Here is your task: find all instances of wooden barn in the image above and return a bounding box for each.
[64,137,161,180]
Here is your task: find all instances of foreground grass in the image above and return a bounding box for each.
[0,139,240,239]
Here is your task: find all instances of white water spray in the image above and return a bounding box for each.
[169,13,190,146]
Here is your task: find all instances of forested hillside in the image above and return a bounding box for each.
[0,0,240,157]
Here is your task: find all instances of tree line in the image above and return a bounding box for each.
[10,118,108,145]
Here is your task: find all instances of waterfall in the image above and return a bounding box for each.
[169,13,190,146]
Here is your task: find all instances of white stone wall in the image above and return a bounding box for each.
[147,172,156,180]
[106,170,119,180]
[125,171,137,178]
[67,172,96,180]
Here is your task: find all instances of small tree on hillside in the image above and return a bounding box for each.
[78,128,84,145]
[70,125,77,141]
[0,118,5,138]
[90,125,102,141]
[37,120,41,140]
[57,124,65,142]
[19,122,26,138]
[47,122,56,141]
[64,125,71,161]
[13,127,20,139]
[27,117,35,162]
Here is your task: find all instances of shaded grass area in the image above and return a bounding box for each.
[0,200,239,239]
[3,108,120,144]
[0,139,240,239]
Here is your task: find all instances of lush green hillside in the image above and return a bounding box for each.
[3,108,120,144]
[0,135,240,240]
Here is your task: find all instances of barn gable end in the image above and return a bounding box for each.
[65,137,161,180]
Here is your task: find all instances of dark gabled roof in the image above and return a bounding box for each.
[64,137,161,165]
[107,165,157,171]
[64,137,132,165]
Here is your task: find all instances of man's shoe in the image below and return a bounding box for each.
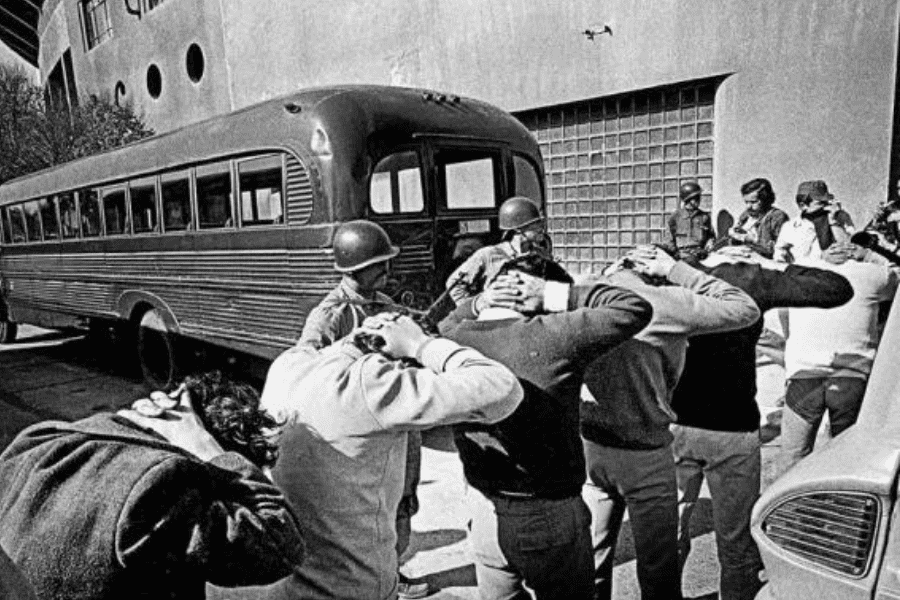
◇ ◇ ◇
Exercise requirements -
Update all of the records above by replacing "Here is your task" with "Your job" and keeping everything else the same. Leave the pictures out of your answer.

Full solution -
Your job: find all instances of wooden barn in the image above and return a bounding box for each.
[64,137,161,180]
Your job: find all instances of foreground grass in the image above and return a bounding box for each.
[0,139,240,239]
Your job: find all instances of white water spray in the image above and return a bounding box for each.
[169,13,190,146]
Your job: find all instances of forested hillside in the image above and return a bounding box for each.
[0,0,240,157]
Your job: find all instances of tree line in the image above and return a bounding box for each.
[10,118,108,145]
Your job: find all instances of waterfall in the image above and return a bounding box for each.
[169,13,190,146]
Your job: find all instances of white stone wall in the image above and return a bounding box for each.
[147,172,156,180]
[106,170,119,180]
[125,171,137,178]
[67,172,96,180]
Your job: find all instances of small tree on hillside in the image above and return a bounding box for each.
[78,128,84,145]
[70,125,77,141]
[0,118,5,138]
[90,125,102,141]
[37,120,41,140]
[57,124,65,142]
[19,122,26,138]
[47,122,56,141]
[64,125,71,161]
[13,127,20,139]
[27,117,35,162]
Your job: find all instances of shaded grass area in the image above and return a bounding box for each.
[0,200,239,239]
[3,108,120,144]
[0,139,240,239]
Your job: find all instances of lush green hillside in the image above and return a bounding box for each.
[3,108,120,144]
[0,135,240,240]
Your job: find all instances of barn gable end in the image above and return a bounding box for each.
[65,137,161,180]
Your job: find all instances of dark gabled roof in the image above and return a bounding box for each.
[64,137,161,165]
[107,165,157,171]
[64,137,132,165]
Your job: find all instances of man's shoe in the image below and return a bounding box for each.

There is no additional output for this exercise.